--- YOUR GOAL ---
Set out the material below as a Markdown table with two columns, Row (a running number) and Line, giving each line its own row and skipping blank lines. Leave the pictures out.

--- GIVEN RECORDS ---
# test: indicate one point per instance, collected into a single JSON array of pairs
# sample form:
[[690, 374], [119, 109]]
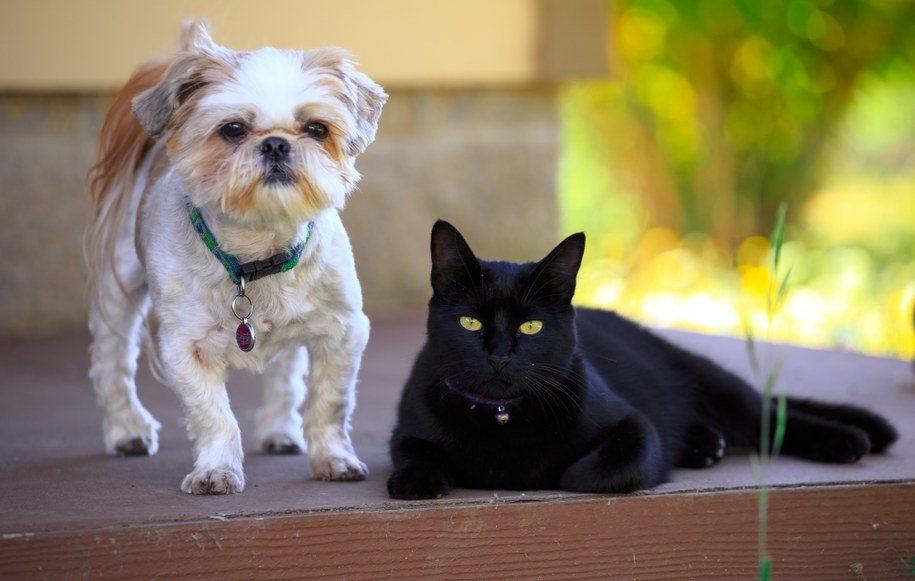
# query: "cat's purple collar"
[[500, 405]]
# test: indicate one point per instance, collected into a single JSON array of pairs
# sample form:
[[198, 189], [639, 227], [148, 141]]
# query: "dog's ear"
[[363, 97], [155, 107], [369, 98]]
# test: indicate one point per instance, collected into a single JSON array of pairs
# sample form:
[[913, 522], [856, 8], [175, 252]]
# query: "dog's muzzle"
[[276, 154]]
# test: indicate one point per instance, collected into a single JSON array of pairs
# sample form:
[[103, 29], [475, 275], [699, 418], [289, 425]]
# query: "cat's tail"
[[810, 421], [822, 432]]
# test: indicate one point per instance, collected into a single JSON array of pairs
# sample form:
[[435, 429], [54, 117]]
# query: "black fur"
[[593, 402]]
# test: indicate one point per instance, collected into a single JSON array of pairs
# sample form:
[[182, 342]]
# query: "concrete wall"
[[483, 159]]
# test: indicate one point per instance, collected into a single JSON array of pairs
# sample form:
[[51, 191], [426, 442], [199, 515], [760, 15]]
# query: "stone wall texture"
[[484, 160]]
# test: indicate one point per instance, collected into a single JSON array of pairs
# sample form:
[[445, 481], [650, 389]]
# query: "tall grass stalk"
[[767, 373]]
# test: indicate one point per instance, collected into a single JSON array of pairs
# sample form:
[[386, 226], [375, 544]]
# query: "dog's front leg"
[[279, 420], [219, 458], [334, 360]]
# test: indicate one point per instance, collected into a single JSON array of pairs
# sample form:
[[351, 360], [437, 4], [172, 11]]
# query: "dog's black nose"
[[275, 148]]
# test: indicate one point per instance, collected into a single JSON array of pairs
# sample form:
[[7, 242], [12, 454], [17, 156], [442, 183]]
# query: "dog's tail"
[[123, 144]]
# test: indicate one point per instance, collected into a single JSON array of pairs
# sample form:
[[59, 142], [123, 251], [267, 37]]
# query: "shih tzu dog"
[[217, 238]]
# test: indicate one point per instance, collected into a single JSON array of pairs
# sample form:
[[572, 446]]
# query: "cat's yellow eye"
[[531, 327]]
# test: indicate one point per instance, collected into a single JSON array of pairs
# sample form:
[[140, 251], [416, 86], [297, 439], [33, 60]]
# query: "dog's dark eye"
[[233, 131], [317, 131]]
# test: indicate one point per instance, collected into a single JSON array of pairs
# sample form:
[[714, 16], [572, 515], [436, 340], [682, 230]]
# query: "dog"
[[217, 243]]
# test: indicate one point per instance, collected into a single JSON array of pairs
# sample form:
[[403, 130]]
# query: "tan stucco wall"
[[94, 44]]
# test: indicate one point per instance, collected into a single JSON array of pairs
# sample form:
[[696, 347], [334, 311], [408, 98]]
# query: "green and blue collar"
[[280, 262]]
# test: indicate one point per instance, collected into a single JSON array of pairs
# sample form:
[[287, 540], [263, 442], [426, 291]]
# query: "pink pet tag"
[[244, 334]]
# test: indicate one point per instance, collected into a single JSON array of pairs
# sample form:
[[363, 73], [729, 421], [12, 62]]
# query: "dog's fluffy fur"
[[165, 141]]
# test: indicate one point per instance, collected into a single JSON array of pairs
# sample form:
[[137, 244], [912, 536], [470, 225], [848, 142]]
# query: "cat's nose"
[[498, 362]]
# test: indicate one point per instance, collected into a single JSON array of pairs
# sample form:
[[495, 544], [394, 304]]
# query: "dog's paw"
[[338, 467], [215, 481], [282, 444]]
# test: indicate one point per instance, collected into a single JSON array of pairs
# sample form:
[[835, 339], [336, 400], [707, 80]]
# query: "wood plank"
[[829, 532]]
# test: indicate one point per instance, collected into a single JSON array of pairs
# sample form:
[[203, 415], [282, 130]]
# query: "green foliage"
[[733, 102], [769, 372]]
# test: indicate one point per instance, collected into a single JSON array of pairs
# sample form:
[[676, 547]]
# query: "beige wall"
[[87, 45]]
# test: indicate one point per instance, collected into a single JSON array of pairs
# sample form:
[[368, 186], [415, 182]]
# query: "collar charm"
[[501, 405], [240, 273]]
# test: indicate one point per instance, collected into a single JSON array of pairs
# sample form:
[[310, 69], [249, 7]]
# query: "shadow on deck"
[[70, 512]]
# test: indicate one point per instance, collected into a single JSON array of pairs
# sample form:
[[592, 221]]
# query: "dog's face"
[[271, 135]]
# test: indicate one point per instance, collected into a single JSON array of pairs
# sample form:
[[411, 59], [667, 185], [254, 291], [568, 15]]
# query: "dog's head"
[[269, 135]]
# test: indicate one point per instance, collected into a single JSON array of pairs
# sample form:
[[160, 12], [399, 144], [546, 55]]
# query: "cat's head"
[[501, 329]]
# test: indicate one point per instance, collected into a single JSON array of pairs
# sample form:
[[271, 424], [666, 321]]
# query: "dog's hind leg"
[[334, 363], [115, 320], [279, 420]]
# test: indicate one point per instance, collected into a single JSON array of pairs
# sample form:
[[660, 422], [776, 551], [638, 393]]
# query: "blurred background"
[[670, 132]]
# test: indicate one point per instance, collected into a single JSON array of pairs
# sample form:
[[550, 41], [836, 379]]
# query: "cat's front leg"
[[627, 457], [420, 471]]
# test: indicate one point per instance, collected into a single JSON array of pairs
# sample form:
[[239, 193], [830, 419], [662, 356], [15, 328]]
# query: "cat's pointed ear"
[[559, 269], [452, 259]]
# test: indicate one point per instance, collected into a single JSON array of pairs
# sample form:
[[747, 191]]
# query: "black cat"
[[516, 389]]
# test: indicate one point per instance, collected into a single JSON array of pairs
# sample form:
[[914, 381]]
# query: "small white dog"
[[216, 196]]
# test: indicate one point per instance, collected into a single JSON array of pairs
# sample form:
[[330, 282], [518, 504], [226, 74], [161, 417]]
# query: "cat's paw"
[[840, 445], [418, 483], [703, 447]]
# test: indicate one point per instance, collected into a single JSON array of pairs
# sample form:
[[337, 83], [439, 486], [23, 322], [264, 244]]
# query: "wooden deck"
[[67, 511]]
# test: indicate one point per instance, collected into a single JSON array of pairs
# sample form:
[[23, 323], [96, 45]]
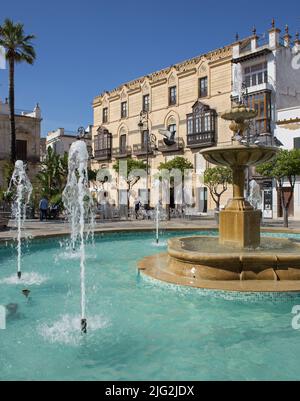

--- REPLY ---
| Row | Line |
|---|---|
| 1 | # test: indicate one point per instance, collected into a single JSON array of pairs |
| 2 | # sample form: |
| 3 | [[690, 374], [119, 109]] |
| 4 | # query: "cat's purple collar" |
| 5 | [[500, 405]] |
| 6 | # test: indicate one point per instance, collected into a single JSON array of pairs |
| 7 | # sample form: |
| 8 | [[198, 189], [639, 227], [148, 141]] |
| 9 | # query: "dog's ear" |
| 10 | [[363, 97], [155, 107], [369, 98]] |
| 11 | # test: indicate one point per instance, collected into a single JSON array of pairs |
| 12 | # sample form: |
| 13 | [[913, 522], [856, 8], [175, 252]] |
| 14 | # query: "dog's muzzle" |
| 15 | [[276, 154]] |
| 16 | # test: indicate one point per instance, collected into a single JSON array of pairs |
| 17 | # sample form: |
| 18 | [[103, 29], [475, 275], [699, 418], [289, 425]] |
| 19 | # query: "cat's tail" |
| 20 | [[810, 421], [822, 432]] |
| 21 | # test: indicate one point per instance, collected into a single JSON array of pairs |
| 22 | # sample form: |
| 23 | [[435, 429], [54, 117]] |
| 24 | # query: "black fur" |
| 25 | [[593, 402]] |
| 26 | # test: indicate one point per instance, collected into a single JSON array of pairs |
| 27 | # sample form: |
| 28 | [[182, 342]] |
| 29 | # query: "concrete wall" |
| 30 | [[483, 159]] |
| 31 | # test: indicate one point per instance, collected into a single JSON array of pairs |
| 32 | # sample form: |
| 33 | [[51, 191], [426, 442], [199, 515], [760, 15]] |
| 34 | # query: "stone wall texture" |
| 35 | [[484, 160]] |
| 36 | # test: indicate one point per instance, collected into a single JSON array of pairs |
| 37 | # sample form: |
| 38 | [[445, 481], [650, 389]] |
| 39 | # query: "tall grass stalk" |
| 40 | [[767, 373]] |
| 41 | # test: indicate one point per instance, collected into a single JSON array of pairs |
| 42 | # sample form: |
| 43 | [[386, 226], [375, 544]] |
| 44 | # query: "dog's front leg" |
| 45 | [[279, 420], [219, 458], [334, 360]] |
| 46 | # test: indicate one point per instance, collected into a single JSON array of pairs |
| 47 | # sample form: |
| 48 | [[351, 360], [437, 4], [172, 11]] |
| 49 | # query: "dog's black nose" |
| 50 | [[275, 148]] |
| 51 | # test: indicate one point per instance, collected into a single JSON array of pairs |
| 52 | # sample form: |
| 53 | [[7, 242], [12, 454], [17, 156], [442, 183]] |
| 54 | # query: "dog's tail" |
| 55 | [[123, 144]] |
| 56 | # test: indicate one point per instance, collected into a single JSON array of pairs |
| 57 | # sample form: |
| 58 | [[59, 142], [123, 251], [267, 37]] |
| 59 | # query: "shih tzu dog" |
| 60 | [[217, 238]] |
| 61 | # test: indicate one point per instance, collected into a single JSON array of pairs |
| 62 | # sample form: |
| 63 | [[572, 446]] |
| 64 | # query: "cat's yellow eye" |
| 65 | [[531, 327]] |
| 66 | # test: indicate one point per instance, collected into a single JSON array of pairs |
| 67 | # sample form: |
| 68 | [[140, 251], [416, 86], [297, 439], [33, 60]] |
| 69 | # query: "dog's dark eye" |
| 70 | [[233, 131], [317, 131]] |
| 71 | # test: indicate one point per instance, collected into a single JSON array of pairs |
| 72 | # sample form: |
| 73 | [[714, 16], [572, 515], [436, 340], [682, 230]] |
| 74 | # query: "dog" |
| 75 | [[217, 243]] |
| 76 | # test: indicate one point per instance, collected into a single JSON array of pairs |
| 77 | # sample form: |
| 78 | [[403, 130]] |
| 79 | # query: "tan stucco wall" |
| 80 | [[94, 44]] |
| 81 | # test: indicate one point per instance, collected into a single JSON array of pairs |
| 82 | # sample form: |
| 83 | [[696, 347], [334, 311], [408, 98]] |
| 84 | # query: "green and blue collar" |
| 85 | [[280, 262]] |
| 86 | # test: indicate one point per instance, collected into a single JSON array of pairs |
| 87 | # sample form: |
| 88 | [[287, 540], [263, 442], [426, 291]] |
| 89 | # query: "pink pet tag" |
| 90 | [[244, 334]] |
| 91 | # test: indicate one point per instance, collected into a single JSON array of pairs |
| 92 | # sample form: |
| 93 | [[363, 73], [729, 421], [12, 62]] |
| 94 | # query: "dog's fluffy fur" |
| 95 | [[165, 141]] |
| 96 | # test: indicate one point per instance, collected into a single JSON array of pairs |
| 97 | # sample form: |
| 98 | [[137, 244], [912, 536], [470, 225], [848, 142]] |
| 99 | # query: "cat's nose" |
| 100 | [[498, 362]] |
| 101 | # test: indicate one point per instance, collected into a single JSON array of pairs |
| 102 | # sample form: |
| 103 | [[495, 544], [394, 304]] |
| 104 | # query: "dog's paw" |
| 105 | [[338, 467], [215, 481], [282, 444]] |
| 106 | # test: indicate one point per instance, collected into a single JSON array of pairs |
| 107 | # sample form: |
| 108 | [[835, 339], [336, 400], [707, 80]] |
| 109 | # query: "wood plank" |
| 110 | [[829, 532]] |
| 111 | # test: indicate one point per instance, collected into a single JSON array of pairs |
| 112 | # sample form: |
| 113 | [[203, 415], [282, 130]] |
| 114 | # query: "green foliage" |
| 115 | [[733, 102], [769, 372]] |
| 116 | # test: indicate one point per instance, collected into a single JSON array of pairs |
| 117 | # sample form: |
| 118 | [[676, 547]] |
| 119 | # query: "beige wall" |
| 120 | [[87, 45]] |
| 121 | # test: indicate one point per instance, collected into a single JSON array of pairs |
| 122 | # sample form: |
| 123 | [[368, 186], [415, 182]] |
| 124 | # query: "collar charm" |
| 125 | [[501, 405], [240, 273]] |
| 126 | # test: indicate one point per instance, collected into a single JSON array of pairs |
| 127 | # sample form: |
| 128 | [[310, 69], [249, 7]] |
| 129 | # query: "shadow on deck" |
| 130 | [[70, 512]] |
| 131 | # test: indicate one point per instance, collected into a single JSON array of pairs |
| 132 | # sample form: |
| 133 | [[592, 221]] |
| 134 | # query: "dog's face" |
| 135 | [[271, 135]] |
| 136 | # test: indicate one point per instance, collected into a single JSON array of pairs |
| 137 | # sample form: |
| 138 | [[411, 59], [667, 185], [254, 291], [568, 15]] |
| 139 | # query: "dog's head" |
| 140 | [[269, 135]] |
| 141 | # test: indicate one point per instance, collected into a single JSON array of pairs |
| 142 | # sample form: |
| 143 | [[160, 12], [399, 144], [546, 55]] |
| 144 | # query: "cat's head" |
| 145 | [[501, 329]] |
| 146 | # test: indicate one point per instance, collected into a single JSON array of pairs |
| 147 | # sample form: |
| 148 | [[271, 424], [666, 321]] |
| 149 | # query: "dog's hind leg" |
| 150 | [[334, 363], [115, 320], [279, 420]] |
| 151 | # test: indicate one point per instance, collected into a single JSON array of pairs |
| 152 | # sample form: |
| 153 | [[660, 422], [776, 551], [638, 393]] |
| 154 | # query: "blurred background" |
| 155 | [[670, 132]] |
| 156 | # test: indicate one point per instance, collected into a single JSON array of pairs |
| 157 | # sample form: |
| 158 | [[550, 41], [836, 379]] |
| 159 | # query: "cat's front leg" |
| 160 | [[627, 457], [420, 471]] |
| 161 | # test: indicate one point per instance, collected into a single JSON array of pairs |
| 162 | # sample form: |
| 163 | [[239, 193], [830, 419], [662, 356], [15, 328]] |
| 164 | # query: "cat's pointed ear" |
| 165 | [[559, 269], [452, 259]] |
| 166 | # test: indicate one point per instance, collected into a single JSON array of pairs |
| 167 | # sample form: |
| 168 | [[747, 191]] |
| 169 | # query: "black cat" |
| 170 | [[516, 389]] |
| 171 | # test: indicate one point per instance, collected into a single JSON array of pairs |
| 172 | # sample form: |
| 173 | [[914, 381]] |
| 174 | # query: "small white dog" |
| 175 | [[216, 196]] |
| 176 | # test: indicate one point per instance, collected into a single JSON array of pairs |
| 177 | # sample form: |
| 178 | [[330, 282], [518, 504], [226, 74], [161, 417]] |
| 179 | # query: "cat's paw" |
| 180 | [[840, 445], [418, 483], [703, 447]] |
| 181 | # test: indicate one point per instance, collected into a single JSON array of pairs |
| 182 | # sample form: |
| 183 | [[337, 83], [439, 486], [23, 322], [264, 244]] |
| 184 | # query: "wooden deck" |
| 185 | [[67, 511]] |
| 186 | # test: indicate one point per instance, collected into a single JSON array of pairs |
| 187 | # sample form: |
| 188 | [[23, 323], [96, 45]] |